| The task |
Repeat the records below word for word, leaving out the pictures.

| Supplied material |
----
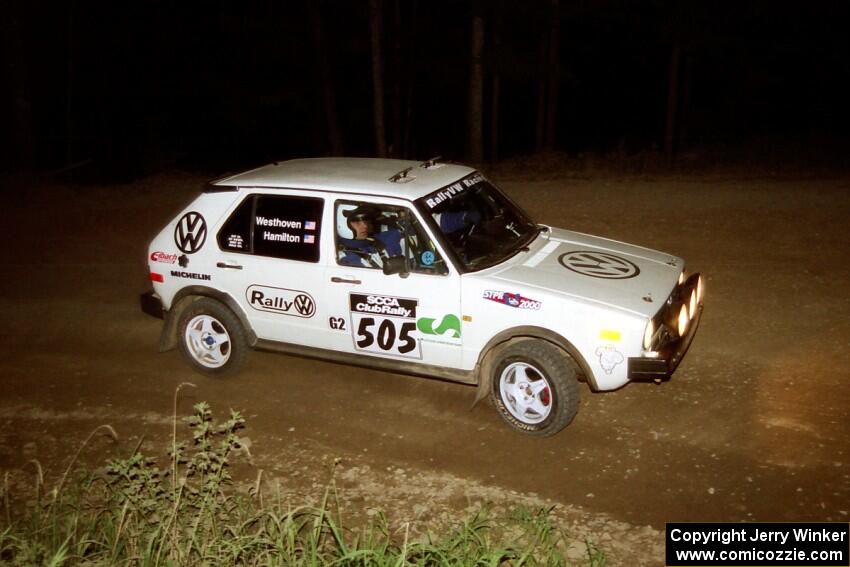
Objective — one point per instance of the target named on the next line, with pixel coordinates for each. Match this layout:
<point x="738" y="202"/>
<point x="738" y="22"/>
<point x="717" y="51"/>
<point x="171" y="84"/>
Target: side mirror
----
| Right answer |
Objective — one point per instance of the target named on the next line, with pixel coordinates for each. Match this layout:
<point x="738" y="202"/>
<point x="738" y="22"/>
<point x="717" y="51"/>
<point x="171" y="84"/>
Target: side mirror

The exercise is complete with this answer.